SOBRE EL FUNDAMENTO DE
LOS APÓSTOLES Y TESTIGOS DEL CRISTIANISMO NACIENTE MENCIONADOS EN EL NT.
La Tradición, comunión
en el tiempo.
En la nueva serie de
catequesis, que comenzamos hace poco tiempo, tratamos de entender el designio
originario de la Iglesia como la ha querido el Señor, para comprender así mejor
también nuestra situación, nuestra vida cristiana, en la gran comunión de la
Iglesia. Hasta ahora hemos comprendido que la comunión eclesial es suscitada y
sostenida por el Espíritu Santo, conservada y
promovida por el
ministerio apostólico. Y esta comunión, que llamamos Iglesia, no sólo se
extiende a todos los creyentes de un momento histórico determinado, sino que
abarca también todos los tiempos y a todas las generaciones.

EXTRACTO DE DATOS:

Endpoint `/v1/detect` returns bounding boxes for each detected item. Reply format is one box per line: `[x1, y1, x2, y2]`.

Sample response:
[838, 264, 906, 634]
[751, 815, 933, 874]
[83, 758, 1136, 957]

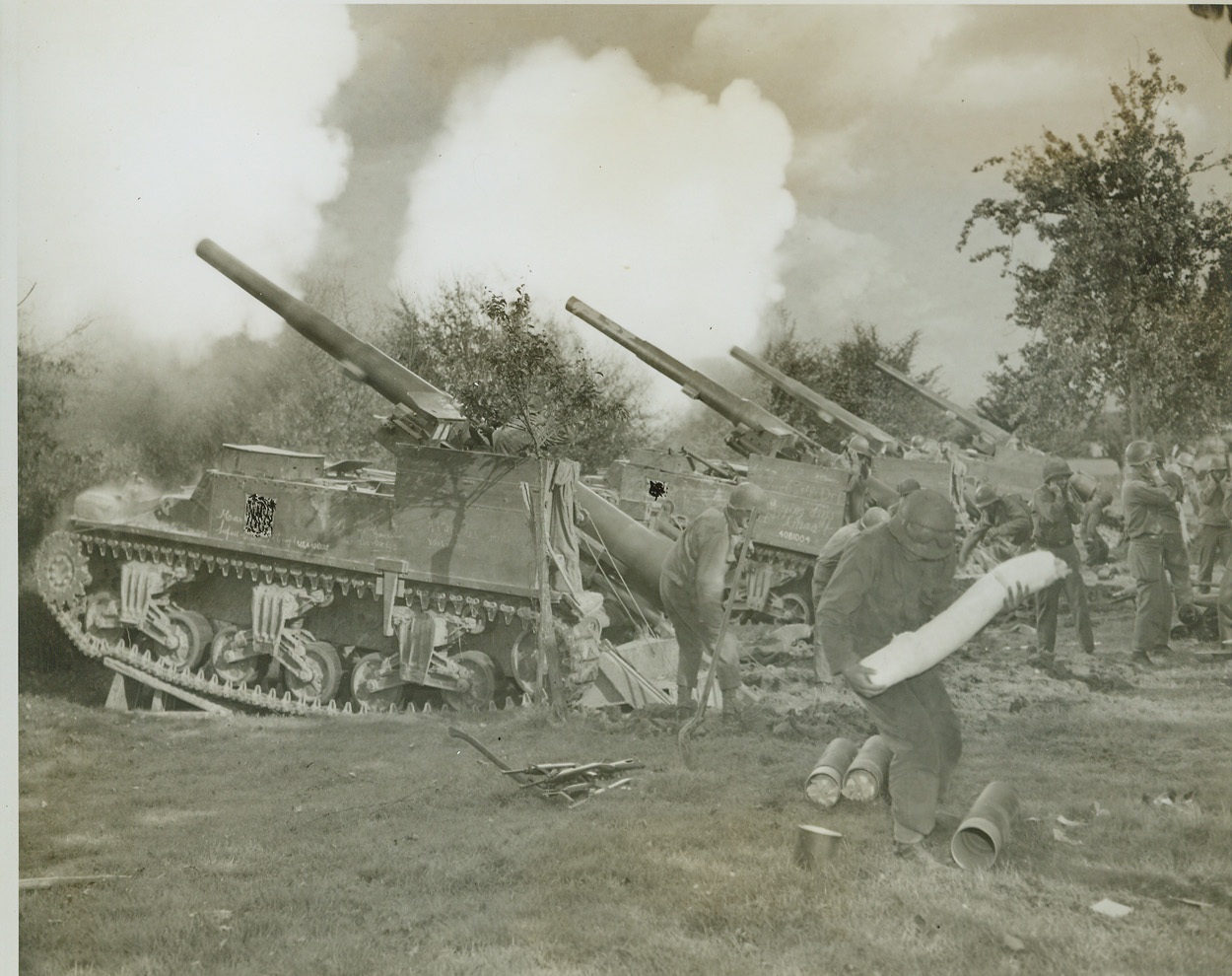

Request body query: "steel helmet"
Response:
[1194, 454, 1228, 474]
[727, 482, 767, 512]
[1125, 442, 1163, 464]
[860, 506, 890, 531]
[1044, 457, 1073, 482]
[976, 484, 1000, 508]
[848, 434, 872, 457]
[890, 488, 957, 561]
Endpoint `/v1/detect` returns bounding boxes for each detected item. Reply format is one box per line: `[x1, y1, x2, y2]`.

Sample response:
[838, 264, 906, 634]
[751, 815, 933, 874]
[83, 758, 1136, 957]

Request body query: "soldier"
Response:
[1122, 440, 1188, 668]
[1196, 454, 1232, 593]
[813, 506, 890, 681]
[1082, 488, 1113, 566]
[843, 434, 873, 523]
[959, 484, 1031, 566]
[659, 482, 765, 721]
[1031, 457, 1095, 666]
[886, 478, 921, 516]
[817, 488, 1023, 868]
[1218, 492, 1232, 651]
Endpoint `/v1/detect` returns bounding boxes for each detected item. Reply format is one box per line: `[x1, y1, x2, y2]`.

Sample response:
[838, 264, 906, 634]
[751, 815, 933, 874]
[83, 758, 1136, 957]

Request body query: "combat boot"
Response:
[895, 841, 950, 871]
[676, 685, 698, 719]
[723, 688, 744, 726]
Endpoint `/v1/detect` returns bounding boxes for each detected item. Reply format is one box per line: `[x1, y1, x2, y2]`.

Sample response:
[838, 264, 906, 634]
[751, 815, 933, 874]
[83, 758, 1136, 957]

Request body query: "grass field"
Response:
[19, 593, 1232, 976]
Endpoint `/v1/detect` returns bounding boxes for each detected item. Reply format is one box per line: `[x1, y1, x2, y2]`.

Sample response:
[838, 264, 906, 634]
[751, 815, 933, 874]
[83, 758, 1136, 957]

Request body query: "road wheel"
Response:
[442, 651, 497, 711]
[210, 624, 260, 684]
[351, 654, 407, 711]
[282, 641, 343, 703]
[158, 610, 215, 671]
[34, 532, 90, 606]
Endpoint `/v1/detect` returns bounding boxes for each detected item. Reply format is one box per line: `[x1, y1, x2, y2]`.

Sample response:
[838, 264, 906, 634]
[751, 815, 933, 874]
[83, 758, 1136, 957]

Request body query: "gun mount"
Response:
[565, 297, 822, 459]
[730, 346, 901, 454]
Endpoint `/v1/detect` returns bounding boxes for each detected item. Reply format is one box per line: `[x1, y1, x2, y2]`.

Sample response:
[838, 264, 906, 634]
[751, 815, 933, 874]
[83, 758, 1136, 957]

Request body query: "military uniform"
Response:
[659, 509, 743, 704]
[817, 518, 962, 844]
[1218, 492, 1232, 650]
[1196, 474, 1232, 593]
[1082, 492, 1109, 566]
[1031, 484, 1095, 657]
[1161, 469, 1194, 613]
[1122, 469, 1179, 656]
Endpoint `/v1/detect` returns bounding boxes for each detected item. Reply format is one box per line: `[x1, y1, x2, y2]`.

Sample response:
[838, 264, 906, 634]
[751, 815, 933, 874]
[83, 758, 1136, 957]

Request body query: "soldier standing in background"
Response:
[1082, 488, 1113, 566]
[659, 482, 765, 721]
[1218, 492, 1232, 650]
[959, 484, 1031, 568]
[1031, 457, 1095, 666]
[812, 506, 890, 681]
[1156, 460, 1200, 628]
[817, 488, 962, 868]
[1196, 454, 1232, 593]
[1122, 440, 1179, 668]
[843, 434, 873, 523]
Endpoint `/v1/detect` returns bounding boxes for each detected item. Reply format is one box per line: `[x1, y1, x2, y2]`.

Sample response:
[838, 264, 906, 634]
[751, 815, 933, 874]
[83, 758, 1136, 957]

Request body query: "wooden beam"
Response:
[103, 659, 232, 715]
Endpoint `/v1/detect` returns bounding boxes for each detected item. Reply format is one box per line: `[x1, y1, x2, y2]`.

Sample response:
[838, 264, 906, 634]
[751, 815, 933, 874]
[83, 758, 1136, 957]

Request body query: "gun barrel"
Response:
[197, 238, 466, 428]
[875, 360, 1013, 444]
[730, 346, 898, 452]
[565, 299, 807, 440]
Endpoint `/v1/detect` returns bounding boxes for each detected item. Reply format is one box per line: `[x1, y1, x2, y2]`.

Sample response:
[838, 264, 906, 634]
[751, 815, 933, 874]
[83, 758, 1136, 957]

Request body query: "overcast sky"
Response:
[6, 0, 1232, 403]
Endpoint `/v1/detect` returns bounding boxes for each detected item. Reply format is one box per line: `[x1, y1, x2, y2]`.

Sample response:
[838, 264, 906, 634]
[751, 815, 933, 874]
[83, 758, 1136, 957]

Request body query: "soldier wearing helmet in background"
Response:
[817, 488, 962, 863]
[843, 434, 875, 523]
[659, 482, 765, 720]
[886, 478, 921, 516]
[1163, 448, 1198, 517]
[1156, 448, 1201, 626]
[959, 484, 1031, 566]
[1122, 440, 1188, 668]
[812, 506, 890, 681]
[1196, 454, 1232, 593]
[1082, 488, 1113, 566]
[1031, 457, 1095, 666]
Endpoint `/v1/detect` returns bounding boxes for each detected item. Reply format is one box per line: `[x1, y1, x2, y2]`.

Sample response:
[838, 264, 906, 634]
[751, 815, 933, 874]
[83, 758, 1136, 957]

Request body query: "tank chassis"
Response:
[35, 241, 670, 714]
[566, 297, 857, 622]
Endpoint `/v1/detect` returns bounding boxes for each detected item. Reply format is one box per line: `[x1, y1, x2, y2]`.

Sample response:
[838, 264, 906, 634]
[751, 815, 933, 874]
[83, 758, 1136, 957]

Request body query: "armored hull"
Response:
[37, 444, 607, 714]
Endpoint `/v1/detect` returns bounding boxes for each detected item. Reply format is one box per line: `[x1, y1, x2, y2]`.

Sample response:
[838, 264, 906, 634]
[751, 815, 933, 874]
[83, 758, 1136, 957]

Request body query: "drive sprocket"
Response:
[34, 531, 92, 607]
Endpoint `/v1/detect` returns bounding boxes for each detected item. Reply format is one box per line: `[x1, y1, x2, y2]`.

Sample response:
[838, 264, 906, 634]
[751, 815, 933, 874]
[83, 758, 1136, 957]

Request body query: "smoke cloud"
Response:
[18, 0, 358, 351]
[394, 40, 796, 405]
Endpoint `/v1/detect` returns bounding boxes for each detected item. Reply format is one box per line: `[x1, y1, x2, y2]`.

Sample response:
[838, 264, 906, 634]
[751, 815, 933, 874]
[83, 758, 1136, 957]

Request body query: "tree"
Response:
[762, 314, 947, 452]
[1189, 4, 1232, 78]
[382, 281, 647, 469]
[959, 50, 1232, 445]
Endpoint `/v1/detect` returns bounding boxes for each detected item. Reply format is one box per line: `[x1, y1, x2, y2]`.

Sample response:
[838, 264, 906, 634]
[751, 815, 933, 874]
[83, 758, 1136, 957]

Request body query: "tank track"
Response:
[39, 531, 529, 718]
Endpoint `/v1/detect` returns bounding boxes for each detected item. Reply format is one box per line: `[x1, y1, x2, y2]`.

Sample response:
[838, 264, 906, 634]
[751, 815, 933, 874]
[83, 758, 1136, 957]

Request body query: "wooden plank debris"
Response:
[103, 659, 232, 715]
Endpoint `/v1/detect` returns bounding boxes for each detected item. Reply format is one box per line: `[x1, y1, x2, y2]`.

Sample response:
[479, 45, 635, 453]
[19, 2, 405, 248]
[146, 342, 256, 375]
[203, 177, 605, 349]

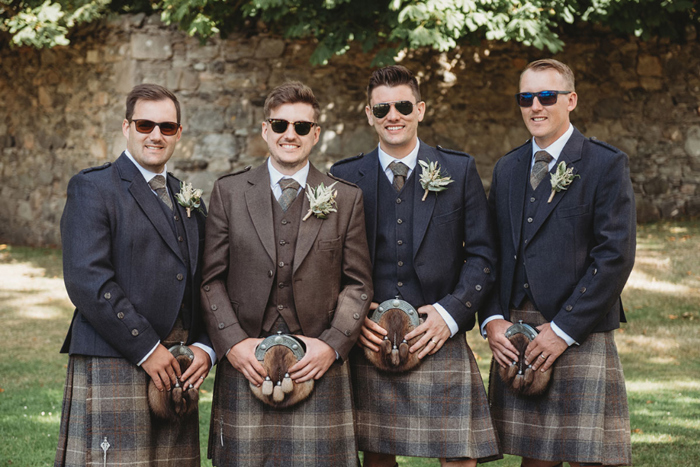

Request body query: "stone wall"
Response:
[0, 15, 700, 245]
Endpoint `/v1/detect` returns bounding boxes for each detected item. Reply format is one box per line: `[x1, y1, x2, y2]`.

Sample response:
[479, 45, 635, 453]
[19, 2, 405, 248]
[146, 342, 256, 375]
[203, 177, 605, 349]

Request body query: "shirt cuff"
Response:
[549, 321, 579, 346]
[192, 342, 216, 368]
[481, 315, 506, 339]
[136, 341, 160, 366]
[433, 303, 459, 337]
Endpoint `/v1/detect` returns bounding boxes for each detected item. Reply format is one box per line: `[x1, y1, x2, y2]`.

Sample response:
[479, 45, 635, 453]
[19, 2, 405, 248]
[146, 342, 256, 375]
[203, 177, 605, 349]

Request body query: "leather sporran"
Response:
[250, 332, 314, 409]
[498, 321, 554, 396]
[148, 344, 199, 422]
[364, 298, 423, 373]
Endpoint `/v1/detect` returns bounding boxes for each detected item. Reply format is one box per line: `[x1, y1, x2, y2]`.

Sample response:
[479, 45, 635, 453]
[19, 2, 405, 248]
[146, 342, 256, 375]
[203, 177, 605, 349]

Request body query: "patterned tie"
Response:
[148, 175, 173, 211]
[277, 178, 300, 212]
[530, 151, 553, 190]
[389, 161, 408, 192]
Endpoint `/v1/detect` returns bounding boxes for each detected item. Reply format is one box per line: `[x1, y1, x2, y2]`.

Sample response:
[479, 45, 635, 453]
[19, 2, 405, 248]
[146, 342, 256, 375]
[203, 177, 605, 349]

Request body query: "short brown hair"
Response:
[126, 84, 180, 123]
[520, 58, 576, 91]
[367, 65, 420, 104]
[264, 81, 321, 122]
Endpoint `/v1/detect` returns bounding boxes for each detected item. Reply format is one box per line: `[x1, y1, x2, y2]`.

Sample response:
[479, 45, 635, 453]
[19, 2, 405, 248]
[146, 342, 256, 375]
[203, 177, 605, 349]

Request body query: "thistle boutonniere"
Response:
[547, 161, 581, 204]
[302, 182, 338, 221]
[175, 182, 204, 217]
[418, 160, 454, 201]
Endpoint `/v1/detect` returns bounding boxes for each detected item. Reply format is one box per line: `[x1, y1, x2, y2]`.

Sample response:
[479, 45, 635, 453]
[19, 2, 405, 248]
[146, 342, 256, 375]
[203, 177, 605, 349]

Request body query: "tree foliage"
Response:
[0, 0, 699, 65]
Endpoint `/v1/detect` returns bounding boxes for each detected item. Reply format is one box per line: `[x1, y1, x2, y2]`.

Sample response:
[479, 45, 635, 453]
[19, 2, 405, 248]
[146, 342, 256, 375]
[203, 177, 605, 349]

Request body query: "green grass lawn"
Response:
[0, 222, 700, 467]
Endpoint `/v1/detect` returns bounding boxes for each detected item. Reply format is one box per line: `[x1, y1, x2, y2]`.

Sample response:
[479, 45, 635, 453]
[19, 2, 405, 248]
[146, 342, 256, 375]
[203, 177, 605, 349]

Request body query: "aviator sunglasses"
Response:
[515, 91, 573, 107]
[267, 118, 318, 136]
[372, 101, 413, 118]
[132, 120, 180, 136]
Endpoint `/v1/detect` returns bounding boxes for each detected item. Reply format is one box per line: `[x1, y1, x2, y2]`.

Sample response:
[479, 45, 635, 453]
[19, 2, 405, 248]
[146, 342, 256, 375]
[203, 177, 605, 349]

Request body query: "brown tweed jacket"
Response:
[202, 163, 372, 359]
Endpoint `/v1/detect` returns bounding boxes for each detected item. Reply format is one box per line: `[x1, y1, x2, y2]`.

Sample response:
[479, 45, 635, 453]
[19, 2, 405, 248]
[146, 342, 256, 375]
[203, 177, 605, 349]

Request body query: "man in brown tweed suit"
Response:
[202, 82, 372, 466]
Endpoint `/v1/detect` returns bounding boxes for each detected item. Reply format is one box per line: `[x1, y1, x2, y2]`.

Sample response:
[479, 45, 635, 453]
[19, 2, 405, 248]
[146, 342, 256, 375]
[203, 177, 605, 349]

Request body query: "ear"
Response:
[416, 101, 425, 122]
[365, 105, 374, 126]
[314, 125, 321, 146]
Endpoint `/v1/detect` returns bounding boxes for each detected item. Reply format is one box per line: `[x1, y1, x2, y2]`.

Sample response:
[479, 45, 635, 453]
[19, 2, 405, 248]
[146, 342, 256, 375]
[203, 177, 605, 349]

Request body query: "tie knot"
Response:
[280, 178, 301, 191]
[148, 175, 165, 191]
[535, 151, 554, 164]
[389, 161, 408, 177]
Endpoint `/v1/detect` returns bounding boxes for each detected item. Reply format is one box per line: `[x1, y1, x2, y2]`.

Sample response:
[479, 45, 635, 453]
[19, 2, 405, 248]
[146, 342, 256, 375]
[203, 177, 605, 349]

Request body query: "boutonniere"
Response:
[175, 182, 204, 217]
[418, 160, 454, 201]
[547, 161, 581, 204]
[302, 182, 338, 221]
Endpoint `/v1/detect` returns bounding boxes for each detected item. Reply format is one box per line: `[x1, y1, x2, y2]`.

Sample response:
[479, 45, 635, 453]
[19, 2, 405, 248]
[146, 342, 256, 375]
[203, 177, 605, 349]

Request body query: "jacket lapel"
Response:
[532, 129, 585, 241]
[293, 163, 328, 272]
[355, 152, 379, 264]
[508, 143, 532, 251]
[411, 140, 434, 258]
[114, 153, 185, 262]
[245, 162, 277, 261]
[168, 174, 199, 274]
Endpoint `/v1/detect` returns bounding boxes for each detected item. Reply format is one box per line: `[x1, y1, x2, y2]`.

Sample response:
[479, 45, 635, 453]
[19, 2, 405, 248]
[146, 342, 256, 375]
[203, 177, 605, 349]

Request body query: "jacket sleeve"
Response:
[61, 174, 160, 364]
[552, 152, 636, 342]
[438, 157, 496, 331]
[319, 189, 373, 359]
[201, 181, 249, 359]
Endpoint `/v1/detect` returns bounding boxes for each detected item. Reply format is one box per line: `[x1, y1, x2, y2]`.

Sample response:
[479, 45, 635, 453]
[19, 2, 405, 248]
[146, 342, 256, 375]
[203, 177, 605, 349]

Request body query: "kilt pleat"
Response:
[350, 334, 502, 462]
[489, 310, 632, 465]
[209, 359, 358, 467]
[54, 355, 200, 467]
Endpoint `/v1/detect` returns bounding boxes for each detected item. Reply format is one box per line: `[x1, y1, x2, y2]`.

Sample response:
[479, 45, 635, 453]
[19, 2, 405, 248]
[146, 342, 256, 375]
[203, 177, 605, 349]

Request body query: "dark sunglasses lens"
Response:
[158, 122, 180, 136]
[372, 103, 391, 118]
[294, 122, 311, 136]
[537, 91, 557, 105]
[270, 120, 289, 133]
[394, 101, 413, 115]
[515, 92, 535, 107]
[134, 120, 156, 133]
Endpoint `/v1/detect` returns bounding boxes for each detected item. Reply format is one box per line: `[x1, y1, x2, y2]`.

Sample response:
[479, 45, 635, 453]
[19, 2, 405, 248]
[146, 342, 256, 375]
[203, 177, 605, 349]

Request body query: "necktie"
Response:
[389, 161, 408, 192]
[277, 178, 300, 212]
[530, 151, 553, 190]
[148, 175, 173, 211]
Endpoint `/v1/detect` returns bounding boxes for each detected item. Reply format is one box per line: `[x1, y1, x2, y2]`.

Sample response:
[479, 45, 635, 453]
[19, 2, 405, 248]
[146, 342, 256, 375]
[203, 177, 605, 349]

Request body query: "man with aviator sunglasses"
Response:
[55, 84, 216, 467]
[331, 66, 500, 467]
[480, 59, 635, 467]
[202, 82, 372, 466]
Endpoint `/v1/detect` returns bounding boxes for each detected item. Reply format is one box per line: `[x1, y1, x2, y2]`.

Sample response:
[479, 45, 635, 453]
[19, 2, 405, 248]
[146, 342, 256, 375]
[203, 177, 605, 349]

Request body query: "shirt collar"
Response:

TAREAS:
**a)** Copia sin cambios el pasaje del texto sobre la Tradición que empieza en las palabras que contienen "SOBRE EL FUNDAMENTO" y termina después de "todas las generaciones.".
**b)** Enumera todos los participios que, en la frase que comienza con "Hasta ahora hemos comprendido", describen la comunión eclesial en el texto sobre la Tradición.

RESPUESTAS:
**a)**
SOBRE EL FUNDAMENTO DE
LOS APÓSTOLES Y TESTIGOS DEL CRISTIANISMO NACIENTE MENCIONADOS EN EL NT.
La Tradición, comunión
en el tiempo.
En la nueva serie de
catequesis, que comenzamos hace poco tiempo, tratamos de entender el designio
originario de la Iglesia como la ha querido el Señor, para comprender así mejor
también nuestra situación, nuestra vida cristiana, en la gran comunión de la
Iglesia. Hasta ahora hemos comprendido que la comunión eclesial es suscitada y
sostenida por el Espíritu Santo, conservada y
promovida por el
ministerio apostólico. Y esta comunión, que llamamos Iglesia, no sólo se
extiende a todos los creyentes de un momento histórico determinado, sino que
abarca también todos los tiempos y a todas las generaciones.

**b)** suscitada, sostenida, conservada, promovida